[Start SOURCE DATA]

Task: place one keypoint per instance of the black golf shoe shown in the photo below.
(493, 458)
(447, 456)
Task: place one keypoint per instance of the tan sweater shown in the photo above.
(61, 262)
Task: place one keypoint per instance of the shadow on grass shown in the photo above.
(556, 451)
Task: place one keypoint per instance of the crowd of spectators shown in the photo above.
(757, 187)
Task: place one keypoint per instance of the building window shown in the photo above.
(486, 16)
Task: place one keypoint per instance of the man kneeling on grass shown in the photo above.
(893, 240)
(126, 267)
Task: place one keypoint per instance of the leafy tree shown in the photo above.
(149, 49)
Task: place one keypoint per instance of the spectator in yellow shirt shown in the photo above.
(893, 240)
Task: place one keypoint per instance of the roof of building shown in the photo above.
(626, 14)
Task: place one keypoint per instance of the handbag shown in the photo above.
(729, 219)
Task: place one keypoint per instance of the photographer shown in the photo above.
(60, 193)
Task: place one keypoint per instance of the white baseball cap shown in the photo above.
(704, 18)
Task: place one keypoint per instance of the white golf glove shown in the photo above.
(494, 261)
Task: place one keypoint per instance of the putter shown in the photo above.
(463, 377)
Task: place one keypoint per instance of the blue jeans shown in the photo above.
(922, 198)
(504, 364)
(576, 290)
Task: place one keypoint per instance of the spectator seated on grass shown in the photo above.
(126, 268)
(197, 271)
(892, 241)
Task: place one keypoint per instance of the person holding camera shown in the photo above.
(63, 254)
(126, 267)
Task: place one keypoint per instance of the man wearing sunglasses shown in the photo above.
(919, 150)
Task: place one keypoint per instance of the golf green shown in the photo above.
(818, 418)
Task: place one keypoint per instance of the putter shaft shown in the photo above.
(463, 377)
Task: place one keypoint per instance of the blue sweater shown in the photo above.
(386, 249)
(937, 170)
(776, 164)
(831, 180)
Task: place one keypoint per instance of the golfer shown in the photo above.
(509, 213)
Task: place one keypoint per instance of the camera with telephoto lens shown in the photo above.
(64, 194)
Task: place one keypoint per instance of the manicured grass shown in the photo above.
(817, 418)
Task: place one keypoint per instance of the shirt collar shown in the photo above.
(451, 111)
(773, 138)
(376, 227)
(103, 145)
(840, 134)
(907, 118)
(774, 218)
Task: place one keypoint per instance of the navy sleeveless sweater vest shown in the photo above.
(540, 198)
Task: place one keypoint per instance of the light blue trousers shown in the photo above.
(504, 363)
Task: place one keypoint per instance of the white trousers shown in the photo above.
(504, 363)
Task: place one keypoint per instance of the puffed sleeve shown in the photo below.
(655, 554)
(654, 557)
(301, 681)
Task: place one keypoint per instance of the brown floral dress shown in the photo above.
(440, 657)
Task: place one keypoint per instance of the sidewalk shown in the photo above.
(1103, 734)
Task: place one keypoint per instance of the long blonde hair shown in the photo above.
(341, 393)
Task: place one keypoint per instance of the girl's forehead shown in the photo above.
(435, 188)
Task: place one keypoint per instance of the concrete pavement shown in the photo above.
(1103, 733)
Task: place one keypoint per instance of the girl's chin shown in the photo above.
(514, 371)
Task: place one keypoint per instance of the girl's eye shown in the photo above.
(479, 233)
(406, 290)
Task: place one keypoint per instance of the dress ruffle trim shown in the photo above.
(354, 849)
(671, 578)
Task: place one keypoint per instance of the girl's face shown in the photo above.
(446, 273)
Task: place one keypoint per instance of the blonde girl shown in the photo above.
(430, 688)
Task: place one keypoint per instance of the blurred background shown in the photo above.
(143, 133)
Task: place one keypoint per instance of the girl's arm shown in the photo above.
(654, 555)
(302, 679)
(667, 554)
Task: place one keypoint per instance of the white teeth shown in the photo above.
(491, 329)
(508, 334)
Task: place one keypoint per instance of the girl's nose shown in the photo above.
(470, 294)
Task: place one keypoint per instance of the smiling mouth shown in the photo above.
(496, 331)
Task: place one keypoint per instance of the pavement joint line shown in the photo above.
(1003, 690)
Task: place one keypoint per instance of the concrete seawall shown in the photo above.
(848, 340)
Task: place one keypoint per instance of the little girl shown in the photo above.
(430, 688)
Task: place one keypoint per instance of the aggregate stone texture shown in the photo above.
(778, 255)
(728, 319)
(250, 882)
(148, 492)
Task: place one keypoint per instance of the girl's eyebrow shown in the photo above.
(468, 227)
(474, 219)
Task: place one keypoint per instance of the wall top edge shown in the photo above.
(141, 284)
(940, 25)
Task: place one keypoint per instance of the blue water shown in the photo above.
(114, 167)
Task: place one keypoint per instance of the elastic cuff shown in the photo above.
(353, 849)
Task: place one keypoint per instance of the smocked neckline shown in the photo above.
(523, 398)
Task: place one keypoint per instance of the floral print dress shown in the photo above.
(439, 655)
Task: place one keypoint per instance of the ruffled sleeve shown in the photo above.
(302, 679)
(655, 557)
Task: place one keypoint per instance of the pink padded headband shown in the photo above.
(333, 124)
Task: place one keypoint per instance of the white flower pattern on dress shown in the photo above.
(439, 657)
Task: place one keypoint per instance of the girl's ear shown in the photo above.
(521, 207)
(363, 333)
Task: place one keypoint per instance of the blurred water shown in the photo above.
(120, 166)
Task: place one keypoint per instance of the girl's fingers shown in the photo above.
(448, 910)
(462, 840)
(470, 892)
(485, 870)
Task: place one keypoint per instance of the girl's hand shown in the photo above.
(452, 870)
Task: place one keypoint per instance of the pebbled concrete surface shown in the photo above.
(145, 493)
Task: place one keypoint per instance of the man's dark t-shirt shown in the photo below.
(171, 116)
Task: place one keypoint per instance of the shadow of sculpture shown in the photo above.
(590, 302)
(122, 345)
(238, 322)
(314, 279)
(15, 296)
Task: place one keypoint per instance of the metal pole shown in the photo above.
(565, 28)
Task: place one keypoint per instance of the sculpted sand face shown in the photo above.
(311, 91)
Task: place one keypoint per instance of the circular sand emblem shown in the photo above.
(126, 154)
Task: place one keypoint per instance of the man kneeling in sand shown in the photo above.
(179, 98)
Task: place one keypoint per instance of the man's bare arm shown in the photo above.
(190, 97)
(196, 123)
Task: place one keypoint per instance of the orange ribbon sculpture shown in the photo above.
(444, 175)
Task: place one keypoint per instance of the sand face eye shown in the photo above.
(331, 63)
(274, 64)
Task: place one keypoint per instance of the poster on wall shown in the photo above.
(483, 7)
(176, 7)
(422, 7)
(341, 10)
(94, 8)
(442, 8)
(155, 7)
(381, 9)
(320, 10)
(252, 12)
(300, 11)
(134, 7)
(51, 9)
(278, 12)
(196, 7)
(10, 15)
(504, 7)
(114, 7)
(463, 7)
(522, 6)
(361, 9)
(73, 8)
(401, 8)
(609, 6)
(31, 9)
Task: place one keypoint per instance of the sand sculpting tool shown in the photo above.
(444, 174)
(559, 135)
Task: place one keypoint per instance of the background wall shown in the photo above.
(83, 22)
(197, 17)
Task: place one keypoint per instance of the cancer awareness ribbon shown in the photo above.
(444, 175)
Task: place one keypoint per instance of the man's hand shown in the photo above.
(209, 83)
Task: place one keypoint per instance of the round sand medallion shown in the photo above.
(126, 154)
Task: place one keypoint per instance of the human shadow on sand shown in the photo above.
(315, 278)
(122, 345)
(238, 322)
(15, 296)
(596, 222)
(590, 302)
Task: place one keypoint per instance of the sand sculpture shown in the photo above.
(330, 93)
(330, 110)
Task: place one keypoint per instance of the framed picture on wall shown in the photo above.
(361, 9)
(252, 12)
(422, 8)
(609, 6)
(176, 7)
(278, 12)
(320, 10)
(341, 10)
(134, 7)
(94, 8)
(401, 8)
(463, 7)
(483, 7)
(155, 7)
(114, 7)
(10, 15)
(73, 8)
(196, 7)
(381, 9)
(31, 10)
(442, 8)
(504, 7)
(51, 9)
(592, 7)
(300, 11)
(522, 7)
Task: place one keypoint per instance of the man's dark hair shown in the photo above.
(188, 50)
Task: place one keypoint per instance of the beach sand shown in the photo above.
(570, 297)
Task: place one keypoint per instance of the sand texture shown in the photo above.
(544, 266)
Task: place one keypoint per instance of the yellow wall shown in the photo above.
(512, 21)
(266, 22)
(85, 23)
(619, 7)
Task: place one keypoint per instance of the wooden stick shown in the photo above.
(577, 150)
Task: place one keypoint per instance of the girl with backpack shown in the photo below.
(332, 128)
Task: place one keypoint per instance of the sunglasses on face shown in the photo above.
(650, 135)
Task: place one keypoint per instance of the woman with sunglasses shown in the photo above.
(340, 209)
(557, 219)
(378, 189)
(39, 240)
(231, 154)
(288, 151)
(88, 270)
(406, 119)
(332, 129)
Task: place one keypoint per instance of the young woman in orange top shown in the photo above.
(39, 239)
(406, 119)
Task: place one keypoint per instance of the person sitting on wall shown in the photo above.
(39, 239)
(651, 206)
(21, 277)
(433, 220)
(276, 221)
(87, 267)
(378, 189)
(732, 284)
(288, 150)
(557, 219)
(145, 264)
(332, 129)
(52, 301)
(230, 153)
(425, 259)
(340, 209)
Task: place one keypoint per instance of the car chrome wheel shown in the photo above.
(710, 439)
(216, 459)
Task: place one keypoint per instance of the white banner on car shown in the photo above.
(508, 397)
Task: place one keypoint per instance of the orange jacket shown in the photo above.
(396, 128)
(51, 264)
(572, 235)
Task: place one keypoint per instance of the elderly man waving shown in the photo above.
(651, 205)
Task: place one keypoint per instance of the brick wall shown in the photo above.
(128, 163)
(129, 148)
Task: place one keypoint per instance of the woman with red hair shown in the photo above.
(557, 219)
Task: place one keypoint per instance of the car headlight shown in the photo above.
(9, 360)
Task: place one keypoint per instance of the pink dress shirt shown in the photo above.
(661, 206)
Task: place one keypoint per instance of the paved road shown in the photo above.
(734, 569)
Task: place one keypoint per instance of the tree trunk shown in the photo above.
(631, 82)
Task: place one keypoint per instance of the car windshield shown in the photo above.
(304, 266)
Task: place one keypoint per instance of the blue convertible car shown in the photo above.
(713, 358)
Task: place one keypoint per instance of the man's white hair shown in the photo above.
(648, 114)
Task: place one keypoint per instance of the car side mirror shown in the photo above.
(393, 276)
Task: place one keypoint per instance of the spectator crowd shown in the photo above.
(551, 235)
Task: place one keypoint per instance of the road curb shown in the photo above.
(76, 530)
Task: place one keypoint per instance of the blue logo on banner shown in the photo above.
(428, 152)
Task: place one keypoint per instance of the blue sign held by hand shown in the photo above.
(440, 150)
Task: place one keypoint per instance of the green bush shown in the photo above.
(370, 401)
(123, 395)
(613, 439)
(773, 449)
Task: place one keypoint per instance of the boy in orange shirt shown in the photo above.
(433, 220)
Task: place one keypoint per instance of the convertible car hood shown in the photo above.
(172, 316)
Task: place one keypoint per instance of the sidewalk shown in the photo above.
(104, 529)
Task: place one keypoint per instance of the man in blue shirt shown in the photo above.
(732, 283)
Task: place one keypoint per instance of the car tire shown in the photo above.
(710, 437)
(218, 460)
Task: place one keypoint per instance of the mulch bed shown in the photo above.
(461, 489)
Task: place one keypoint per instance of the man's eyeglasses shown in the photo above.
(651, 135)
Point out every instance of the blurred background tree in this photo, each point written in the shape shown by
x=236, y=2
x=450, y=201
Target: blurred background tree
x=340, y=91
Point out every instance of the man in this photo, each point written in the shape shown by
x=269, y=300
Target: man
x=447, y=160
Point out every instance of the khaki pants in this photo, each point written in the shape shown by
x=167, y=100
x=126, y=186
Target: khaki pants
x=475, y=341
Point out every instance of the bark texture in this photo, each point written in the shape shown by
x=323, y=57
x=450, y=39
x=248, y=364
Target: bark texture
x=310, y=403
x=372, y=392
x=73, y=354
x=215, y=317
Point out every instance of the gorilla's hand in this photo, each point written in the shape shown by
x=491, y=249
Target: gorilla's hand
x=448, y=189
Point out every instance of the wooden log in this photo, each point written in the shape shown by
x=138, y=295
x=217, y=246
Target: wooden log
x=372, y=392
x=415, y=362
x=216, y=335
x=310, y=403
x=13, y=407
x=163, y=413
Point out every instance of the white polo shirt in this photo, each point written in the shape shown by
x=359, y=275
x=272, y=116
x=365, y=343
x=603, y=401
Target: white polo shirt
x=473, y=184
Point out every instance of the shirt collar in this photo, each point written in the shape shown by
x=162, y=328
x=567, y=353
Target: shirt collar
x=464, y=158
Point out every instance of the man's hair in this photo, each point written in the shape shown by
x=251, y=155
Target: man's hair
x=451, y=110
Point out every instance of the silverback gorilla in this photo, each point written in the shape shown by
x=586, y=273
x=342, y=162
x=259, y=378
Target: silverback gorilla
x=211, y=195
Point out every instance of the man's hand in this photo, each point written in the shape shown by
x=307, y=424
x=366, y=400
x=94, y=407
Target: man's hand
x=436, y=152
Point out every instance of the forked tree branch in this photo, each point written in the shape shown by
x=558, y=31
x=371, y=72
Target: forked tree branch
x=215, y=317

[End SOURCE DATA]

:: REQUIREMENTS ::
Quote the entries above word for word, from the line with "Point out every instance of the shirt" up to and including the final line of the entries.

:: FINAL ANSWER ::
Point out every instance of the shirt collar in this photo, each point written in the shape shown by
x=162, y=328
x=567, y=353
Target: shirt collar
x=464, y=158
Point out every instance of the man's hair in this photo, each point written in the shape shown by
x=251, y=155
Target: man's hair
x=451, y=110
Point out every instance of the silverback gorilla in this photo, each point written in the shape shown by
x=586, y=273
x=342, y=162
x=259, y=378
Target: silverback gorilla
x=211, y=195
Point out every instance of the man's hand in this photo, each point written in the shape shown by
x=307, y=424
x=366, y=400
x=94, y=407
Target: man's hand
x=436, y=152
Point out every instance of the forked tree branch in this photo, each point written in the shape shown by
x=558, y=31
x=371, y=72
Target: forked tree branch
x=215, y=317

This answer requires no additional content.